Work instruction: Your task is to repeat exactly the lines from the one with "# annotate each instance of the twig" through the end of the records, both included; please leave the pictures out.

(Point-per-instance localization data)
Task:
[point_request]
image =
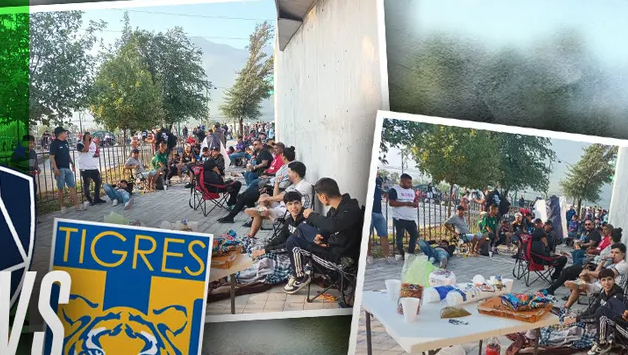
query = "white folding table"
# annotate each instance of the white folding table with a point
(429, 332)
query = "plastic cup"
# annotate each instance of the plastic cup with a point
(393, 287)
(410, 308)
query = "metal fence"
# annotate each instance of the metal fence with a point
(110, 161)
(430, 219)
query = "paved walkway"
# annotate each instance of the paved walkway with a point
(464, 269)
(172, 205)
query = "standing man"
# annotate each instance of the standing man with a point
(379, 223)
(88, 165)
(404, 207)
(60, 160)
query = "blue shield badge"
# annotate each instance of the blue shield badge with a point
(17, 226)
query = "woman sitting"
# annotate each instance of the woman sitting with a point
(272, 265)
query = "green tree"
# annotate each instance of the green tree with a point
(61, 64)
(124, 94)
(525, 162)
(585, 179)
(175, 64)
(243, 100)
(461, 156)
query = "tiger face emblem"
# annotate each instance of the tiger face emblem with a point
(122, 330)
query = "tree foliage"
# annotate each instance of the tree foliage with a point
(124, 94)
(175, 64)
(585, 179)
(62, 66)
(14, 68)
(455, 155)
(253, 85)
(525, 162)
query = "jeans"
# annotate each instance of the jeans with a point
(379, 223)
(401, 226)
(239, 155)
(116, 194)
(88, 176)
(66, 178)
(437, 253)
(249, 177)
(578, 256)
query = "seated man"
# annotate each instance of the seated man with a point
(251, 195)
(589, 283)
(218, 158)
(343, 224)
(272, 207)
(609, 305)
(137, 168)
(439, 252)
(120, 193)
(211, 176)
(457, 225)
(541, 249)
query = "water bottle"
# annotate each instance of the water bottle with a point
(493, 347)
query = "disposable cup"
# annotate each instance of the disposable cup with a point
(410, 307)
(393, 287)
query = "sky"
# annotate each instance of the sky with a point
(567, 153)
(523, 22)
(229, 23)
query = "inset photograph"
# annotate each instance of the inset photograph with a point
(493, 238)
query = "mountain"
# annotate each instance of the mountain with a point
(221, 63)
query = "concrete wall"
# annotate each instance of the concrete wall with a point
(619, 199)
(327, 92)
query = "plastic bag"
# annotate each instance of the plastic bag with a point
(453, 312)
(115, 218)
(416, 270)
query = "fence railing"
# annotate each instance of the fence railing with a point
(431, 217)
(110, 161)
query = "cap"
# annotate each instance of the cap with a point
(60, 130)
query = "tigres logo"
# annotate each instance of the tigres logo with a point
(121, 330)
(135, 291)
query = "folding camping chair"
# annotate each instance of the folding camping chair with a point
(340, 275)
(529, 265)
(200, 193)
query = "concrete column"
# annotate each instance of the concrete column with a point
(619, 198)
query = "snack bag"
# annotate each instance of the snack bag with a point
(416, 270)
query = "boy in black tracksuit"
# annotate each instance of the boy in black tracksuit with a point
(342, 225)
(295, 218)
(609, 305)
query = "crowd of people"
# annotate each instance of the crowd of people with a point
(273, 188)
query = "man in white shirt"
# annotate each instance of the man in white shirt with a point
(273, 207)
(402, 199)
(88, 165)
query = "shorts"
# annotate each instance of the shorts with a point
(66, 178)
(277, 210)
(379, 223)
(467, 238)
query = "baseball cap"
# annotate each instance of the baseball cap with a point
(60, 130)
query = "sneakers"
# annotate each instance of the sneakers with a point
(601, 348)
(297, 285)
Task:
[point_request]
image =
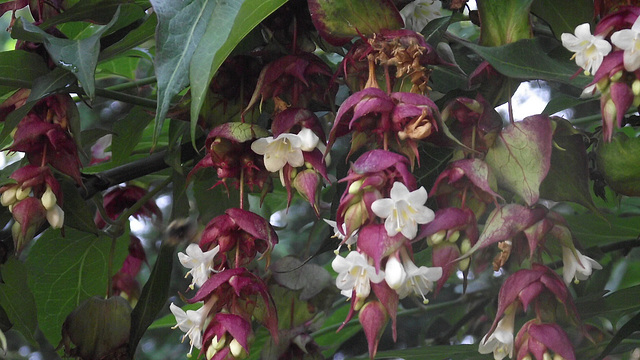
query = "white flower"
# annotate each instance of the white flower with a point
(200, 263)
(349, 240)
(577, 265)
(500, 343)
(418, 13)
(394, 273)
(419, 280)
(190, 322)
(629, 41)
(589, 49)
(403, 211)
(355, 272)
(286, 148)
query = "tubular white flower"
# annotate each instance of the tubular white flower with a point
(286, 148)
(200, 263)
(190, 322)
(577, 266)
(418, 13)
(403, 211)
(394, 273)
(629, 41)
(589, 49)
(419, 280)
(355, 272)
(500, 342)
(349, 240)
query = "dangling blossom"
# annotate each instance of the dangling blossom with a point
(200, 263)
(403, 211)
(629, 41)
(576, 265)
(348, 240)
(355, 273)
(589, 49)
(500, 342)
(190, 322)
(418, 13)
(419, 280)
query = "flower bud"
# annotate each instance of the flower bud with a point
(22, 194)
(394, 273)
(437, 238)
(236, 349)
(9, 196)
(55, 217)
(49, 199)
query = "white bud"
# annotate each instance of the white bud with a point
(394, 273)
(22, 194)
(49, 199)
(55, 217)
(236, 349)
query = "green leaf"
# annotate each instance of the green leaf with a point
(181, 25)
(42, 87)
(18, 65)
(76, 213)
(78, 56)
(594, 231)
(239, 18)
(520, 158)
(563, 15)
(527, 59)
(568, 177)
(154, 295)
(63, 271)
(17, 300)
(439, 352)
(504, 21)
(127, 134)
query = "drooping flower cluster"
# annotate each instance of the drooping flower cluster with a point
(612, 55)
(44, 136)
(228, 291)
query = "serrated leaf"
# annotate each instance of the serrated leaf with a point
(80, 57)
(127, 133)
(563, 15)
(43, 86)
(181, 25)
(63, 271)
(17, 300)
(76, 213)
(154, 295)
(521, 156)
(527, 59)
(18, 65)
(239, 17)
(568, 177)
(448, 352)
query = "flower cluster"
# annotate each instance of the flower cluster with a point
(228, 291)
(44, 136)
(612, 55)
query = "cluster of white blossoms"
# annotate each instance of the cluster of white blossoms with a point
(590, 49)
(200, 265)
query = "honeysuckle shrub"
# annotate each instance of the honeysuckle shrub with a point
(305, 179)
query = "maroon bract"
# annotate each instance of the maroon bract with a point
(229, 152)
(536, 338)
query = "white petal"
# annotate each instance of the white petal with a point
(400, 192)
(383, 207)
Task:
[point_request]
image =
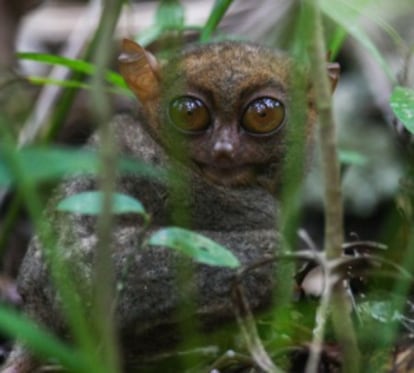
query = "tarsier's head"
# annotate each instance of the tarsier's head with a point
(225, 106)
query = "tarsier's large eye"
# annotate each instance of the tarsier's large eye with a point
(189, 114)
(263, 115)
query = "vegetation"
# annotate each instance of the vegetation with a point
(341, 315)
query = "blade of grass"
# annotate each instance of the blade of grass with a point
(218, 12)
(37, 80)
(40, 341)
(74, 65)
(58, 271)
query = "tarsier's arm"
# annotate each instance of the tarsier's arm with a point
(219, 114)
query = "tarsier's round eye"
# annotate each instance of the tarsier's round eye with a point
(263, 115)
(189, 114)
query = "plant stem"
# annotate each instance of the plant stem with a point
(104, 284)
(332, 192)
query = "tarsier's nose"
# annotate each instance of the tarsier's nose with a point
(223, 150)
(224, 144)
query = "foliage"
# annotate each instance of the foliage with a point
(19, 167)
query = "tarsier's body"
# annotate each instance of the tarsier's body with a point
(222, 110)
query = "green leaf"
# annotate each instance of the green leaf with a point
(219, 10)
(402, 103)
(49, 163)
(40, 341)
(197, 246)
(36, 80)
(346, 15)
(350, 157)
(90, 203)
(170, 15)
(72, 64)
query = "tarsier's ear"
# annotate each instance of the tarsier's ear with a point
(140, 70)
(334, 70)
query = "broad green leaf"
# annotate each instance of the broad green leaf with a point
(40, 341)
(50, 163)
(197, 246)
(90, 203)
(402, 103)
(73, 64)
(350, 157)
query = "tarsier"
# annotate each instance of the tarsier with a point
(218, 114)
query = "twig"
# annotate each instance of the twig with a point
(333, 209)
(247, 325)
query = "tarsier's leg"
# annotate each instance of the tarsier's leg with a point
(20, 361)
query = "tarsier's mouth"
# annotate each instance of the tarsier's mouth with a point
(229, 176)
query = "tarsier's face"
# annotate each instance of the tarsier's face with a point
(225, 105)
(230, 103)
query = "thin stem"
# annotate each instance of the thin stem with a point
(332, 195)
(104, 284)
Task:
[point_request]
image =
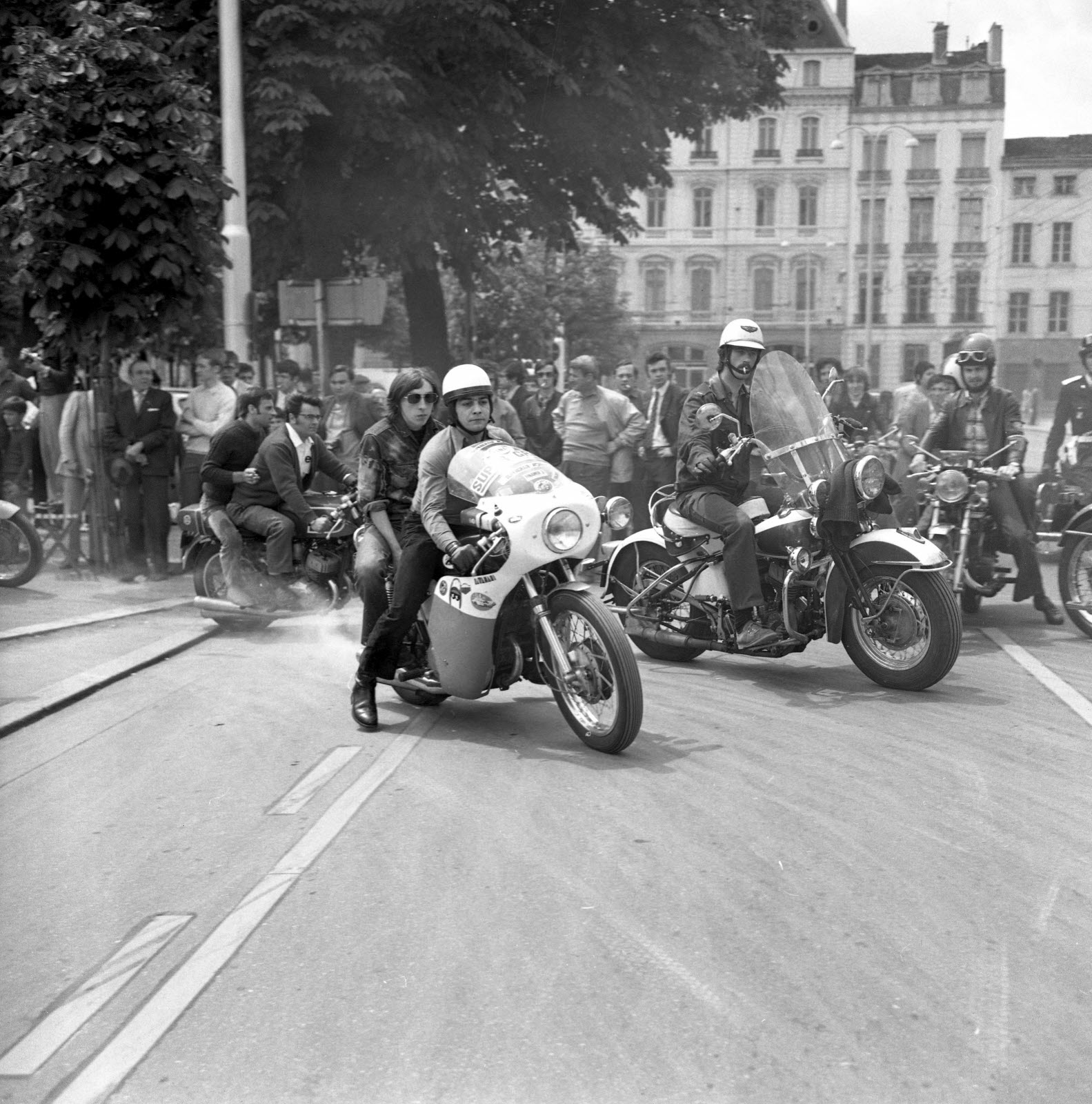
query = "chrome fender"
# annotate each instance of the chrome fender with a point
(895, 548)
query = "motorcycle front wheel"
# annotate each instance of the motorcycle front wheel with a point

Written answer:
# annotate each instance of the twig with a point
(333, 209)
(247, 325)
query = "tarsier's leg"
# annotate each instance of the tarsier's leg with a point
(20, 361)
query = "tarsier's mouth"
# annotate each instance of the tarsier's mouth with a point
(229, 176)
query = "tarsier's face"
# annotate each instance of the tarsier's face with a point
(225, 105)
(230, 103)
query = "thin stem"
# annotate each instance of the thin stem with a point
(332, 195)
(104, 284)
Task:
[point_request]
image =
query = "chrome fender"
# annotate each instance of the chrome fender with a point
(895, 548)
query = "motorcycle front wheel"
# annotate each instance of the motorcycle front wheel with a point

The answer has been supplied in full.